### [TASK INSTRUCTIONS]
In the court passage, what two threshold objections does Rocky Mount raise to American Entertainers' overbreadth claim?

American Entertainers first argues that the Ordinance is unconstitutionally overbroad under the First Amendment because the Ordinance defines "sexually oriented business"—and "adult cabaret," in particular—in terms "not limited to nude entertainment ... no[r] limited to alcoholic beverage establishments." Appellant's Br. 8. Therefore, the specific conduct encompassed by the definition of "specified sexual activities" "reach[es] conventional, mainstream arts and entertainment." Id.

1.

Before considering these arguments, we first must address Rocky Mount's two threshold objections to American Entertainers' overbreadth claim: that American Entertainers lacks standing to assert a facial overbreadth challenge and that American Entertainers' overbreadth arguments are not properly before this Court.

### [RECORD EXTRACTS]
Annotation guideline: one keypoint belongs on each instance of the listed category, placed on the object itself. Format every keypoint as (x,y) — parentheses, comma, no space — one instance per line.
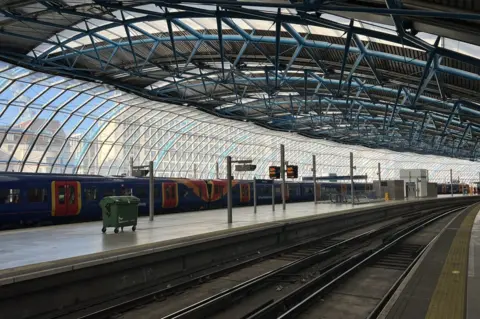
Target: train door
(169,195)
(244,193)
(66,198)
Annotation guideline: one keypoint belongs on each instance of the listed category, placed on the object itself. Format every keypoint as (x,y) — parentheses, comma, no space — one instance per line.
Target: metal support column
(273,196)
(282,173)
(131,166)
(151,187)
(351,177)
(379,175)
(314,173)
(254,194)
(229,194)
(451,182)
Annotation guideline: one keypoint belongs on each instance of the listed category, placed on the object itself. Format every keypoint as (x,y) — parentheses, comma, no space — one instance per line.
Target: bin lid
(120,200)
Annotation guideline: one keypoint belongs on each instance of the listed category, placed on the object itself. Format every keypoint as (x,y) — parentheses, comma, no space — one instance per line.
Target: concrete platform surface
(41,244)
(438,286)
(27,247)
(473,281)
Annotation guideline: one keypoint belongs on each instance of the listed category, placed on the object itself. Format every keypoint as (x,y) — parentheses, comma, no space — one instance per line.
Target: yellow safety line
(448,300)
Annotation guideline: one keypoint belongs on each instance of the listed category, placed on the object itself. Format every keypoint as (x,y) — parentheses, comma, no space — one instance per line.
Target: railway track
(301,273)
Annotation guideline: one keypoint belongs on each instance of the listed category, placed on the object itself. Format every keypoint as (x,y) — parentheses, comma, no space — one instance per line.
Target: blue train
(27,198)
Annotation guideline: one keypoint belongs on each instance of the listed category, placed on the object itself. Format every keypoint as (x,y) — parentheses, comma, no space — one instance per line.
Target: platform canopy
(84,85)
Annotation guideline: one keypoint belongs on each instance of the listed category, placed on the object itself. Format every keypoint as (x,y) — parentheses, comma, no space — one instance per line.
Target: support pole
(379,175)
(451,182)
(282,173)
(151,185)
(409,182)
(273,196)
(351,177)
(314,173)
(229,194)
(131,166)
(254,194)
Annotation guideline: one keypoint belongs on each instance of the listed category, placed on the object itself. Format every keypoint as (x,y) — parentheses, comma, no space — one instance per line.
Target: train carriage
(28,198)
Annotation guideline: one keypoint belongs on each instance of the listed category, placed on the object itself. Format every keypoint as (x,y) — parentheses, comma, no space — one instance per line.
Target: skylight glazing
(59,125)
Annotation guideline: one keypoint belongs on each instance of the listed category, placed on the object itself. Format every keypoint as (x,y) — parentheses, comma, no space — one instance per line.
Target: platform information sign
(274,172)
(292,171)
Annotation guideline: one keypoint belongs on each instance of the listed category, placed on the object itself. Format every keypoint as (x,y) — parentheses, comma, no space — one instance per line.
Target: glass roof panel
(179,137)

### [THE ANSWER]
American Entertainers lacks standing to assert a facial overbreadth challenge, and its overbreadth arguments are not properly before the Court.